»»

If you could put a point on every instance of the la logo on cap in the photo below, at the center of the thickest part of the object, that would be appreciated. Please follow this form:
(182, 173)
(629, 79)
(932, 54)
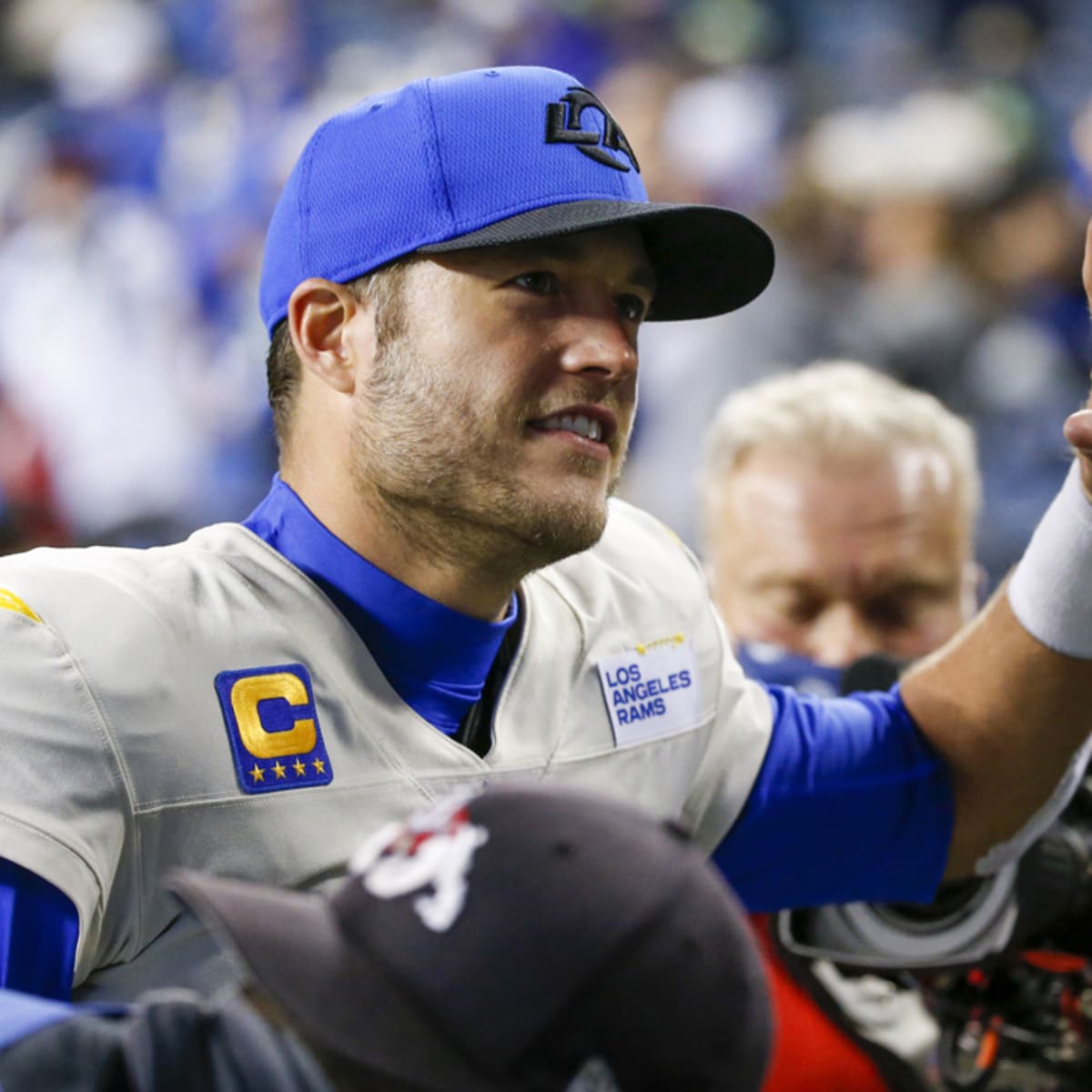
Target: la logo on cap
(434, 851)
(563, 120)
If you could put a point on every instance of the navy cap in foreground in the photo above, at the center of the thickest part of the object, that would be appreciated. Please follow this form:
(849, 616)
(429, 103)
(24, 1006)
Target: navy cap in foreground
(529, 937)
(486, 157)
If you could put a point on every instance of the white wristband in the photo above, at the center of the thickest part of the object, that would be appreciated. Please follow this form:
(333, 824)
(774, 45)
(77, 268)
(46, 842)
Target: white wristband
(1051, 590)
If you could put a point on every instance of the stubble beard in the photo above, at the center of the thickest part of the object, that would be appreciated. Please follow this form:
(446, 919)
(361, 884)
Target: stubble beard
(436, 459)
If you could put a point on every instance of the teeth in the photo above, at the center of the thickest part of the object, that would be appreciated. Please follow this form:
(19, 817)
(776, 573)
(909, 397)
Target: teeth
(578, 424)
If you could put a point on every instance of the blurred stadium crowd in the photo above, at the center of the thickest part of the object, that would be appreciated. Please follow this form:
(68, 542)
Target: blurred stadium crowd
(925, 167)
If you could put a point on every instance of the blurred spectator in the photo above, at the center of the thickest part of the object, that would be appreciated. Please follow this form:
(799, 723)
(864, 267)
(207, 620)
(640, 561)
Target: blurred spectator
(28, 514)
(911, 157)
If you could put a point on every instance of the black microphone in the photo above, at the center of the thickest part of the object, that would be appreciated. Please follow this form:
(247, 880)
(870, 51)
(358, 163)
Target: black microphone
(874, 672)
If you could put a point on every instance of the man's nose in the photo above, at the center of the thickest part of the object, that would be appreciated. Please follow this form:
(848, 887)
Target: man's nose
(840, 636)
(601, 343)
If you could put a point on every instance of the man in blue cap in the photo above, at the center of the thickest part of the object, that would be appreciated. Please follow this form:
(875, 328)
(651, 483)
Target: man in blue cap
(438, 590)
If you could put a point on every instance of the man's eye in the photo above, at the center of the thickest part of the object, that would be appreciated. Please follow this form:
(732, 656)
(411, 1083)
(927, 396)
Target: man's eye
(632, 307)
(539, 282)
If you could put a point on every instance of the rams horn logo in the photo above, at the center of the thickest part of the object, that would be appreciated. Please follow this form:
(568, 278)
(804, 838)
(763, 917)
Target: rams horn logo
(563, 126)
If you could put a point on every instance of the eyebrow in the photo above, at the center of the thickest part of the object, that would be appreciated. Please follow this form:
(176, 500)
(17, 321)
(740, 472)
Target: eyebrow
(571, 248)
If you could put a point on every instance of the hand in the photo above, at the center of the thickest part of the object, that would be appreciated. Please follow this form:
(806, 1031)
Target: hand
(1078, 427)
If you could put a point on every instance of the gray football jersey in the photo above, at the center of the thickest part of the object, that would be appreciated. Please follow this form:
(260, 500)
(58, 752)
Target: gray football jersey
(205, 704)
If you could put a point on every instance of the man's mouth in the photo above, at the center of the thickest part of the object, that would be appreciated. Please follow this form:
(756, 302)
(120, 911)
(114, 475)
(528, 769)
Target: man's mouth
(581, 425)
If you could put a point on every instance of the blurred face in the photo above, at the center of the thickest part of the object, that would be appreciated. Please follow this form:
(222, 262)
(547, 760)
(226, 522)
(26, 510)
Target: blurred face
(838, 561)
(500, 410)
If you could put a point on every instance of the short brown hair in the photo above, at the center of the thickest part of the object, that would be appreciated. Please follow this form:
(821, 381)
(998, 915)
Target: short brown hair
(382, 289)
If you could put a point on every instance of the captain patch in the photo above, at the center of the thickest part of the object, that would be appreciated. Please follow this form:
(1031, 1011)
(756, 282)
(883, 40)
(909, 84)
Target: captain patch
(651, 691)
(273, 727)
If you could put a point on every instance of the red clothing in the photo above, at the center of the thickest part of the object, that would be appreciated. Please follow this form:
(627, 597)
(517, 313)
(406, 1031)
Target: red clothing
(809, 1052)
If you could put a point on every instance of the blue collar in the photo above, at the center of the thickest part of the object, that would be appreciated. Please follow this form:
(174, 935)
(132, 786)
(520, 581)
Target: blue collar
(436, 659)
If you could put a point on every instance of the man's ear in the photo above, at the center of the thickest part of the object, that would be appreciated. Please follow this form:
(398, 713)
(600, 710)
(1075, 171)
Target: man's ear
(319, 314)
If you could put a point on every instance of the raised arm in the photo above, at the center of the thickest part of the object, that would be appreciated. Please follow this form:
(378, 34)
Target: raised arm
(1005, 708)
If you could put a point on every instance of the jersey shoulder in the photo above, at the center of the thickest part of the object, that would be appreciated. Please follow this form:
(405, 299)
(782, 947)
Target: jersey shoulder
(98, 589)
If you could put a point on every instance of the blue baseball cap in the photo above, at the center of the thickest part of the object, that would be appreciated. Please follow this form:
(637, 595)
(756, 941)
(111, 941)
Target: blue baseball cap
(487, 157)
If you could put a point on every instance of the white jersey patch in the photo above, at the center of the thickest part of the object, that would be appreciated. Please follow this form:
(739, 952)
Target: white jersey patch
(652, 691)
(432, 851)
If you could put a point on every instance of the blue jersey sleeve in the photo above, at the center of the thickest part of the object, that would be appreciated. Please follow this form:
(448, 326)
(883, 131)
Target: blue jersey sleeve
(852, 803)
(38, 932)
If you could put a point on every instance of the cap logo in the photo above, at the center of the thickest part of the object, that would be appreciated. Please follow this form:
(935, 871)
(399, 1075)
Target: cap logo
(594, 1076)
(563, 120)
(432, 851)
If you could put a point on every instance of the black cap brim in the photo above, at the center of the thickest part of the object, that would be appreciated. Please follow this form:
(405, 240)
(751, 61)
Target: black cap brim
(708, 260)
(339, 996)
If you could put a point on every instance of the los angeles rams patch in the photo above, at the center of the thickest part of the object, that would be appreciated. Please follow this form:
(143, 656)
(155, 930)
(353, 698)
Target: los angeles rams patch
(651, 691)
(273, 727)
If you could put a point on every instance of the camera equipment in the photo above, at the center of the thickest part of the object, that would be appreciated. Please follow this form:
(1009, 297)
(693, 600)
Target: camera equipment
(1004, 964)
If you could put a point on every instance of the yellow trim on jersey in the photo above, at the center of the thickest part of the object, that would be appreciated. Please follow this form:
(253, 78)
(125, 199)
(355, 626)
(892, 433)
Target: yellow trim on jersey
(9, 601)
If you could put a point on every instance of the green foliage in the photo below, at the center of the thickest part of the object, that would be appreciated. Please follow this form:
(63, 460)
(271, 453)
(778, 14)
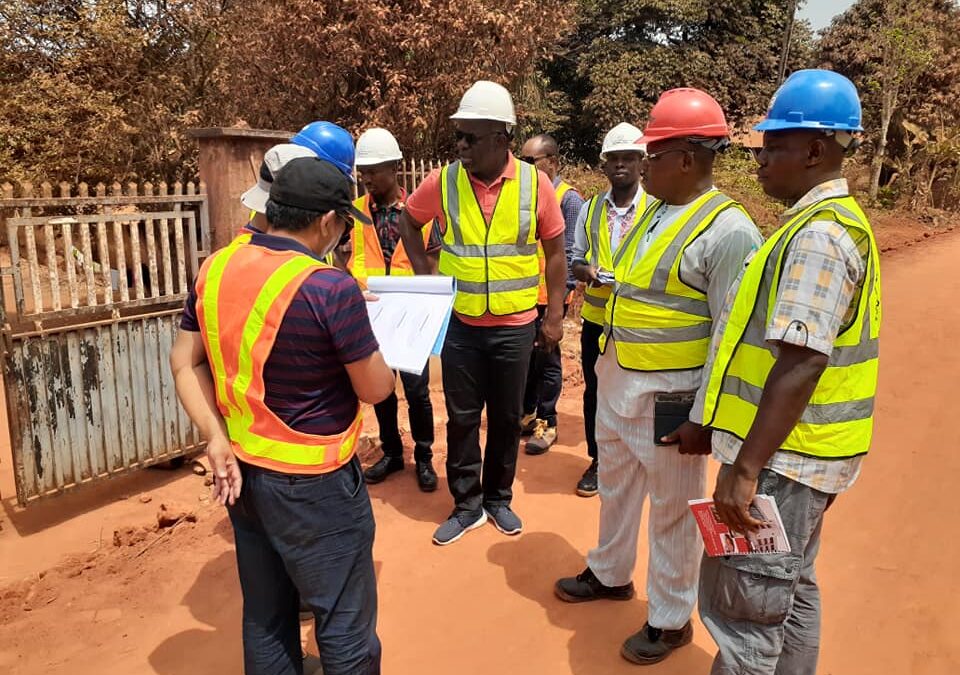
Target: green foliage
(625, 54)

««

Exercise description
Filter the entries by the string "below" and copy each matching line.

Result
If you could put a point on every instance of the la logo on cap in the photo below, at the center of the thickest part of the object, that would be appreciated. Please follow this form:
If you could put a point on every instance of the green foliage in the photo below, at the center of the thickest part of the object, that would be appreciated. Please follow this form:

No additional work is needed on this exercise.